REQUIREMENTS: List each line of the material in which the string "chunk" appears.

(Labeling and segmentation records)
——————————

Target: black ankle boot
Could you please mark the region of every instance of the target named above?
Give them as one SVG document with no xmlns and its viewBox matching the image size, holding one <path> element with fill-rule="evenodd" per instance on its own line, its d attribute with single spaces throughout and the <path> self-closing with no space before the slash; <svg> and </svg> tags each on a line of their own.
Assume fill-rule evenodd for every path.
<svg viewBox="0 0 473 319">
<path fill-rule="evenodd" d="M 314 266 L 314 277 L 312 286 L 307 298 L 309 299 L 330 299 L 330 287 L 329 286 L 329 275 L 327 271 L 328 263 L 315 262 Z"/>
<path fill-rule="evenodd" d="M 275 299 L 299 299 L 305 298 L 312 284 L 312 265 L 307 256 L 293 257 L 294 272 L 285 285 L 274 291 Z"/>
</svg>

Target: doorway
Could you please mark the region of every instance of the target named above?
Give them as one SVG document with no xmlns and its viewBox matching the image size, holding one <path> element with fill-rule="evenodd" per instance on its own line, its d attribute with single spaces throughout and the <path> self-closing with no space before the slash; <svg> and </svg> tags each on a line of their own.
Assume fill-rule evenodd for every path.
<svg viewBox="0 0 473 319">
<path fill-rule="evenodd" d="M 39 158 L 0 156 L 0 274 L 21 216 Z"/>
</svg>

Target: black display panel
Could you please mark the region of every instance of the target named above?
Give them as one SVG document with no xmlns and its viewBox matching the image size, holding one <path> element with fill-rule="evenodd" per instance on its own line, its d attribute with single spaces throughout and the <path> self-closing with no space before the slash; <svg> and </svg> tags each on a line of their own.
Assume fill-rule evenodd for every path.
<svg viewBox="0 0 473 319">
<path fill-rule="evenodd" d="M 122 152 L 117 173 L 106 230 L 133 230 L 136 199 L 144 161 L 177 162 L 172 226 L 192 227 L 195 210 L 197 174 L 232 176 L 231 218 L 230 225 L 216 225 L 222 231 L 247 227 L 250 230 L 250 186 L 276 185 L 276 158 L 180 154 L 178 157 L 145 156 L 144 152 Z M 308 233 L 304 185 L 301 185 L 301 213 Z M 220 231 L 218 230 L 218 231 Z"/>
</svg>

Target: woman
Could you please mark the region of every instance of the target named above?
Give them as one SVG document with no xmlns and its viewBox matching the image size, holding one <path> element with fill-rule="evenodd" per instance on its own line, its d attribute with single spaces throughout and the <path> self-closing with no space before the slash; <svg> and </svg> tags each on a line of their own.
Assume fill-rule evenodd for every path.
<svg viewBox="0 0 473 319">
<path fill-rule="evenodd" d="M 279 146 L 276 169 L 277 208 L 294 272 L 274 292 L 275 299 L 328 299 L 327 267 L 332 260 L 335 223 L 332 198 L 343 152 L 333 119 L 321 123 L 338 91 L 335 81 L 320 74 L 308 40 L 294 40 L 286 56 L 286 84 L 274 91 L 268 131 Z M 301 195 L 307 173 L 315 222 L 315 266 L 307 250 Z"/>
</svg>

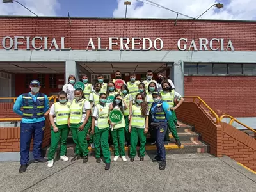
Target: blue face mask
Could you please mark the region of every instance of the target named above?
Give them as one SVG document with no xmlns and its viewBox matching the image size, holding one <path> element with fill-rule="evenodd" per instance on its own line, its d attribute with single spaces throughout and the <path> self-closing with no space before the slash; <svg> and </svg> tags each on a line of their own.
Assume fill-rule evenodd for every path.
<svg viewBox="0 0 256 192">
<path fill-rule="evenodd" d="M 87 82 L 88 82 L 88 79 L 83 79 L 83 82 L 84 83 L 87 83 Z"/>
<path fill-rule="evenodd" d="M 108 90 L 111 92 L 113 92 L 115 90 L 115 88 L 113 86 L 109 86 L 108 88 Z"/>
<path fill-rule="evenodd" d="M 122 90 L 122 93 L 123 94 L 126 94 L 126 93 L 127 93 L 127 91 L 125 90 Z"/>
</svg>

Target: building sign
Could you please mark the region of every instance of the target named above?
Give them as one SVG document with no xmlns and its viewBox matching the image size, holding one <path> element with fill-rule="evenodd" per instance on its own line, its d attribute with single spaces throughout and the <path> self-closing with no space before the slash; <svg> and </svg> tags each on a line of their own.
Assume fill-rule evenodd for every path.
<svg viewBox="0 0 256 192">
<path fill-rule="evenodd" d="M 106 42 L 105 40 L 104 40 Z M 161 51 L 164 47 L 164 42 L 160 38 L 151 39 L 150 38 L 118 38 L 109 37 L 108 46 L 102 45 L 100 37 L 88 39 L 84 50 L 111 51 L 113 47 L 118 47 L 120 51 L 149 51 L 152 49 Z M 223 38 L 180 38 L 177 43 L 180 51 L 232 51 L 234 46 L 230 39 Z M 2 40 L 2 46 L 4 49 L 20 49 L 20 47 L 26 46 L 26 50 L 71 50 L 71 47 L 66 46 L 65 37 L 49 38 L 47 36 L 5 36 Z"/>
</svg>

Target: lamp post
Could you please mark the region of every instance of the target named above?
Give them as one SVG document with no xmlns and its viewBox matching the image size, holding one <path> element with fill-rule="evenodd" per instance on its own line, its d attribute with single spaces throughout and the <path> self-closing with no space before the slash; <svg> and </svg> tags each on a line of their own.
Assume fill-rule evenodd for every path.
<svg viewBox="0 0 256 192">
<path fill-rule="evenodd" d="M 126 1 L 124 2 L 124 4 L 126 6 L 126 8 L 125 8 L 125 18 L 126 18 L 126 15 L 127 13 L 127 6 L 131 5 L 132 4 L 131 4 L 131 1 Z"/>
<path fill-rule="evenodd" d="M 32 12 L 31 10 L 29 10 L 29 8 L 28 8 L 27 7 L 26 7 L 25 6 L 24 6 L 22 4 L 21 4 L 20 3 L 19 3 L 18 1 L 16 0 L 3 0 L 3 3 L 17 3 L 18 4 L 19 4 L 20 5 L 21 5 L 22 6 L 23 6 L 24 8 L 26 8 L 27 10 L 29 11 L 31 13 L 32 13 L 33 14 L 34 14 L 35 15 L 36 15 L 36 17 L 38 17 L 38 15 L 37 15 L 36 13 L 35 13 L 33 12 Z"/>
</svg>

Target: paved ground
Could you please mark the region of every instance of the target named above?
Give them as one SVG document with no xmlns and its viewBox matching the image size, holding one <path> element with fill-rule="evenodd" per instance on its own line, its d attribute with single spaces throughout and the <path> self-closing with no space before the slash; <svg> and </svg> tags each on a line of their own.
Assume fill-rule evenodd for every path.
<svg viewBox="0 0 256 192">
<path fill-rule="evenodd" d="M 109 170 L 93 157 L 86 164 L 58 161 L 52 168 L 32 163 L 23 173 L 18 162 L 0 163 L 0 191 L 255 191 L 256 174 L 228 157 L 168 155 L 164 171 L 145 159 L 115 162 Z"/>
</svg>

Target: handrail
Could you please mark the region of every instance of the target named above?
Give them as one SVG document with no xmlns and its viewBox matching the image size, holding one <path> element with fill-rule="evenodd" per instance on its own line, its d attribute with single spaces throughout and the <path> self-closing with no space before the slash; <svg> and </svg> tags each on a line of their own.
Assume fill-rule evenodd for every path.
<svg viewBox="0 0 256 192">
<path fill-rule="evenodd" d="M 199 100 L 198 104 L 201 104 L 201 103 L 202 103 L 215 116 L 215 118 L 216 118 L 216 122 L 214 122 L 215 124 L 218 125 L 219 124 L 219 122 L 220 122 L 220 117 L 218 116 L 217 113 L 216 113 L 214 112 L 214 111 L 213 111 L 212 109 L 211 108 L 210 106 L 208 106 L 206 104 L 206 102 L 205 102 L 204 101 L 204 100 L 202 100 L 199 96 L 184 96 L 184 97 L 184 97 L 184 98 L 193 98 L 193 102 L 195 102 L 195 100 L 196 100 L 196 99 L 198 99 Z"/>
<path fill-rule="evenodd" d="M 235 121 L 236 122 L 239 124 L 240 125 L 244 126 L 244 127 L 246 127 L 246 128 L 247 128 L 248 129 L 252 131 L 252 132 L 254 132 L 254 133 L 256 134 L 256 131 L 255 131 L 255 130 L 254 130 L 253 129 L 252 129 L 252 128 L 251 128 L 251 127 L 247 126 L 246 125 L 243 124 L 241 122 L 239 121 L 239 120 L 237 120 L 236 118 L 234 118 L 233 116 L 230 116 L 230 115 L 229 115 L 224 114 L 224 115 L 221 115 L 221 116 L 220 118 L 220 121 L 221 121 L 222 119 L 223 119 L 224 117 L 228 117 L 228 118 L 230 118 L 230 121 L 229 122 L 228 124 L 232 125 L 232 124 L 233 123 L 233 122 Z"/>
</svg>

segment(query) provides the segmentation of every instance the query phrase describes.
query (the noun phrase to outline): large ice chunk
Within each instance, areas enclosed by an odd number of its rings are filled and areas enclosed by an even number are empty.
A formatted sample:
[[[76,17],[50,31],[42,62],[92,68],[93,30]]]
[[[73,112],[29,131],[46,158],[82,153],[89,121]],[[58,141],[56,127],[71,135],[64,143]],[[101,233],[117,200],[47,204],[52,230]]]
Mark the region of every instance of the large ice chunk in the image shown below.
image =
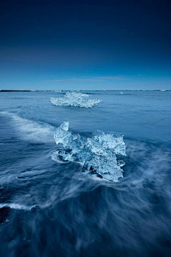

——————————

SOLUTION TO THIS EXERCISE:
query (the noun phrase to outline): large ice chunk
Mark the region of every instance of the large ice chunk in the image shown below.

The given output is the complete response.